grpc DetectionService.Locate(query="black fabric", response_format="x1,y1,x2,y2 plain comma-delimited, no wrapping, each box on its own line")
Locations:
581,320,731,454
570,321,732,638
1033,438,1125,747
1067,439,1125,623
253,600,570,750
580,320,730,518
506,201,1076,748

+ + + + +

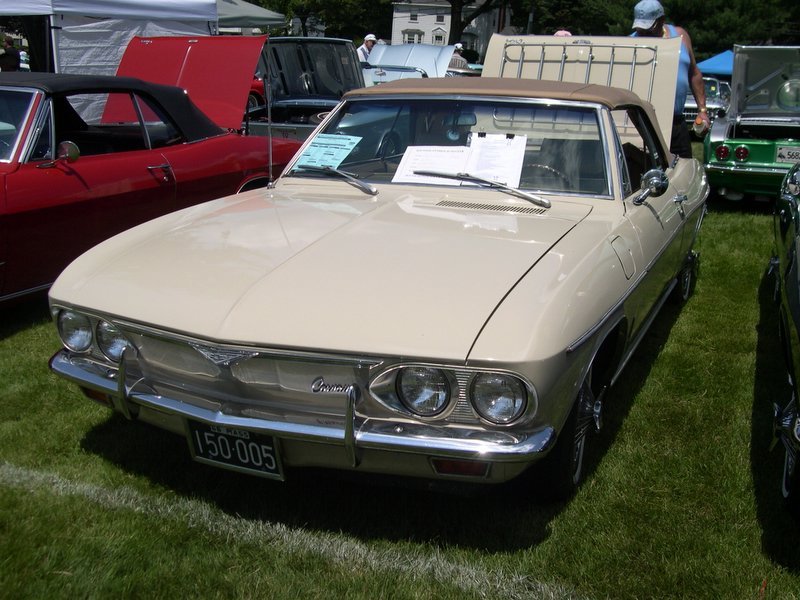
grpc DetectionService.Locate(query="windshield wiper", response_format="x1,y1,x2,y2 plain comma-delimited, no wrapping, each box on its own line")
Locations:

+ + + + +

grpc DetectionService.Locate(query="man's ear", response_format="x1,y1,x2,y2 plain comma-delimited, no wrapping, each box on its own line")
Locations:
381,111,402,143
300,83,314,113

+ + + + +

▶ [WHAT YOU HAVE TO DO] Wherever the string "Locate" appears in a line of the records, copy that line.

▶ [RESULT OF THIS TASK]
grpc DetectionService.Locate(query="black fabric", response_format="x1,y1,x2,y2 plain comma-delimited, no wrapping, each box on its own line")
grpc DetectionService.Locate(query="windshield wiper", response_format="x1,y1,x2,y2 plain comma-delimited, no wrapping, each box on its own line")
grpc DetectionService.Locate(query="man's ear", response_format="x1,y1,x2,y2 plain comma-delimited, no wrapping, each box on its own line")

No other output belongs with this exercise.